» Activity: Continue the passage on retinoblastoma studies involving St. Jude patients, starting after its last sentence.

» Page extract:
• • • •

The protocol will also explore the cognitive development of children with retinoblastoma. “There is a lore about kids with retinoblastoma that they are above average in intelligence,” says Sean Phipps, PhD, Behavioral Medicine. “This is curious when you consider that some will have impairments or have faced invasive therapies at a very young age. To date, this is just a clinical impression and has not been rigorously tested. This study gives us a unique opportunity to examine the neuropsychologic development of children with retinoblastoma, and to explore possible factors associated with their high level of functioning.”
Many St. Jude patients are also involved in a protocol led by a team at Children’s Hospital in Philadelphia. The multi-institutional study involves blood tests and questionnaires filled out by parents of affected children.

• • • •

» Entries provided:
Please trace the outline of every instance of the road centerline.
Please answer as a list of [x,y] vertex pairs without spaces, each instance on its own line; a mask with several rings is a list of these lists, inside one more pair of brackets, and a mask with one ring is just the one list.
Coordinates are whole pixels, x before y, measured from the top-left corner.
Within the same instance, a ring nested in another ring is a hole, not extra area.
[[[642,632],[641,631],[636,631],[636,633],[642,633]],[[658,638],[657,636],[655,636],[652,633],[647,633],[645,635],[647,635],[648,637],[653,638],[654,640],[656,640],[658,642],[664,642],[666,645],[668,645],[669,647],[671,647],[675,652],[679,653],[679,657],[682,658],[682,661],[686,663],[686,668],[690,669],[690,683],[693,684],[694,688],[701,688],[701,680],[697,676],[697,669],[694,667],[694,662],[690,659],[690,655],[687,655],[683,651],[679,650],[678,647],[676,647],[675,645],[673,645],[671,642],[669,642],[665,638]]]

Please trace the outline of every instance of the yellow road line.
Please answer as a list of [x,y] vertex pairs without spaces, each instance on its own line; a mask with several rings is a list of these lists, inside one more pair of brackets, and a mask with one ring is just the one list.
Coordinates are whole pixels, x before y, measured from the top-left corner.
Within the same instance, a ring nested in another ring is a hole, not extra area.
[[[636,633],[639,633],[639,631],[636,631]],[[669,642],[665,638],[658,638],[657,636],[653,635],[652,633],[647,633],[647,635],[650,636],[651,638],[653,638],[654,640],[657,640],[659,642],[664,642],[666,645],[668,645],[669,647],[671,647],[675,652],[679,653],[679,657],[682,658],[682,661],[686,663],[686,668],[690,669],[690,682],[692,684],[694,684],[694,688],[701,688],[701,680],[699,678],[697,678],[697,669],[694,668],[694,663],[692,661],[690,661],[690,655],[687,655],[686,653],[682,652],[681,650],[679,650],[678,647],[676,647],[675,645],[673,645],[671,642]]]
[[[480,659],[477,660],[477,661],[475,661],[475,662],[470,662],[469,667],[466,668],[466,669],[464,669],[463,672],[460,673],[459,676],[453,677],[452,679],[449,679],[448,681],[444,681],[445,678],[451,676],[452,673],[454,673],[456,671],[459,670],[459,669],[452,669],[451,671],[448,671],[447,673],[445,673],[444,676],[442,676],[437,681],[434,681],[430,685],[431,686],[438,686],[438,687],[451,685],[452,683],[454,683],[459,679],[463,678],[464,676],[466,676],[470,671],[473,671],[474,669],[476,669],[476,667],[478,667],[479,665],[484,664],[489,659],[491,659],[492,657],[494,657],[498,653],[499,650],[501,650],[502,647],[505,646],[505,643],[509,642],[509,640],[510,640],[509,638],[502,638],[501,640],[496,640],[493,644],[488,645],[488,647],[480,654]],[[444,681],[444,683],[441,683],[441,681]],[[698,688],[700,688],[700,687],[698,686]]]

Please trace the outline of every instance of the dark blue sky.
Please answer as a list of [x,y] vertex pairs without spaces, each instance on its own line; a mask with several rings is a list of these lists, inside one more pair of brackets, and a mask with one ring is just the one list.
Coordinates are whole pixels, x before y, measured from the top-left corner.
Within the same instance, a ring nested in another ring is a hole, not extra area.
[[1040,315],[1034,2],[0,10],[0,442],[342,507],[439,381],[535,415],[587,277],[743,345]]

• • • •

» Response area:
“We are interested in finding out why 75 percent of these children develop the mutation in utero,” says Rodriguez-Galindo. “Are there environmental factors? Are welders or smokers, for example, more apt to have children with retinoblastoma? There have been a few documented reports, a few patterns, but nothing consistent. We know there are some ethnic differences: people of native-American ancestry, those in Central America, and those of more native backgrounds along the North and South America continents have higher incidences of retinoblastoma. Socioeconomic conditions also seem to play a role. But the questions remain, and we hope to find more solid, consistent answers.”
Rodriguez-Galindo attributes much of the program’s current success and knowledge to the late Charles Pratt, MD, a senior pediatric oncologist at St. Jude, who treated patients for more than 30 years and was the primary designer of the hospital’s current protocols.
“Sometimes things come out of studies that you don’t expect,” says Stephen Skapek, MD, Hematology-Oncology, who is also involved in the Philadelphia protocol. “Sometimes you learn through secondary markers, not through the ‘ah-ha’ answers. It’s an important study. Sometimes it is hard to put all the pieces together to get answers, but you have to try.”
With a disease like bilateral retinoblastoma come the difficult genetic questions. If a child has this cancer, do the parents want to be tested? What will they do with this information? Will they share genetic details when their children are older?
“We are concerned about the lack of communication when it comes to retinoblastoma,” says Rodriguez-Galindo. “For example, we recently had two new babies here with retinoblastoma. Both had affected parents. None of them was aware that they would pass it on to their children.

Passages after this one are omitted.